===== Page
Retired life can be great — you have more free time for pursuing the things you want to do, from traveling to spending time with family, working on your favorite hobby or picking up a brand new one. But that doesn’t mean being retired doesn’t require making adjustments, especially when it comes to money. You’re not earning quite like you used to, so now’s the time to reign in excess spending and start budgeting for any big expenses that could come up in the near future. With these smart strategies, you’ll be on your way to saving in no time.
Tips to Help Retirees Save Money
1. Stay active, but cut activity costs and frequency.
Say you love going out to dinner and a movie for date night with your significant other each week. You don’t have to quit doing that altogether. Just make some small adjustments to save money. Maybe it’s a morning movie and brunch instead, since many theaters offer half price tickets before noon, and lots of restaurants have special daytime deals. Make sure you’re utilizing your senior discount everywhere you can, too. If you like working out, that’s great, but are you actually utilizing your gym’s showers, pool, and sauna? Keep up the exercise, but consider finding a gym without all the bells and whistles so membership costs less each month. If you’re strategic about your activities and do things at off times or for discounted rates, you’ll start seeing those dollars add up.
2. Open up a shop online.
With all that extra time on your hands, start taking stock of what belongings you might be ready to part with so you can turn those items into cash. Electronics, clothes, furniture, toys, collectibles — there’s a secondhand market for all of these things if you know where to sell them. There are marketplaces which are great for books and tech, others for collectibles, options for kids’ toys and tools, and some which are perfect for selling larger home goods that are too expensive to ship. There are even websites specifically made to sell secondhand, lightly used (or brand new) clothes and shoes. Keep in mind that newer styles will earn you more than older items that need repair.
==========
Actions to take:
**1)** In the article on saving money in retirement, what do many theaters offer before noon?
**2)** Carry the article on saving money in retirement forward from its last sentence.
The lines after this sentence are unrelated to the article on saving money in retirement.
===== Record list
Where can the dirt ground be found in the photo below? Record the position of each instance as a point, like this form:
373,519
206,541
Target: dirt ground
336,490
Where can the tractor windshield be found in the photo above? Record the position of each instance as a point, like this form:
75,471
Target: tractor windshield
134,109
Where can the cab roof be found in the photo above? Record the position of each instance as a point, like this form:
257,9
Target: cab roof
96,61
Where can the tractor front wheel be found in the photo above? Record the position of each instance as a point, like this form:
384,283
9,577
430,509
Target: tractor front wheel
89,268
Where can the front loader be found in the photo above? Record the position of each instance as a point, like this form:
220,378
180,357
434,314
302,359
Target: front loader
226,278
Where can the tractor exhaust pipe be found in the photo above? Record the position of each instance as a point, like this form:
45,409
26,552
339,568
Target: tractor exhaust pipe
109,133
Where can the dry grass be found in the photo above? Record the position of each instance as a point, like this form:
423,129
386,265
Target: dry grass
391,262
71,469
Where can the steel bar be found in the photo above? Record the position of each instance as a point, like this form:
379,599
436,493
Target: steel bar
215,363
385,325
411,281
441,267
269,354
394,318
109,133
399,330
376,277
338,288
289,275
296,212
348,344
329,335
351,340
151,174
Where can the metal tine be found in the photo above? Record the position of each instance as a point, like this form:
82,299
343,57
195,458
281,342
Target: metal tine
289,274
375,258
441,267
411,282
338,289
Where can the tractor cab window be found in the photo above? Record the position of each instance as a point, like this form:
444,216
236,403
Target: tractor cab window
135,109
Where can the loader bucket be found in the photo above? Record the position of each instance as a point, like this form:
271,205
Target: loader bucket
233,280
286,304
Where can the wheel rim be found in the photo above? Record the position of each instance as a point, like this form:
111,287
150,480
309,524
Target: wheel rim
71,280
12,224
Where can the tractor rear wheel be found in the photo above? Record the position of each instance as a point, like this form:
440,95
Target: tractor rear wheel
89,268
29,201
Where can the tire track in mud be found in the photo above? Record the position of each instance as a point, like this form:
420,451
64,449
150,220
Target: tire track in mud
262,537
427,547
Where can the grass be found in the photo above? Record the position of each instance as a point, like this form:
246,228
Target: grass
==========
Task results:
**1)** Many theaters offer half price tickets before noon.

**2)**
3. Decide what’s not so important to you anymore, and ditch it.
Not watching much cable lately? Cut the cord. Feel like your cell phone bill is out of control? You probably don’t need all that data anyway. Contact your provider to see if there’s a new plan that could save you money. If you’re not still excited about that subscription box you signed up for ages ago, cancel it. Make a list of these kinds of extraneous expenses, and think hard about what each offers you and whether you can live without it. Cutting out a lot of smaller monthly expenses will add up quickly, and you can stash away that money for the future.
4. Don’t buy in bulk.
Chances are you’ve downsized or are thinking about making a move into a smaller home. The last thing you need to be doing is stockpiling pantry items and toiletries. For one, excess items take up space. And if you don’t get around to using groceries before they expire, that’s money wasted. Better to coupon clip and shop sales at your local supermarket or online than at warehouse retailers that sell in bulk and require a pricy annual membership.
5. Create a special fund for big purchases and potential procedures.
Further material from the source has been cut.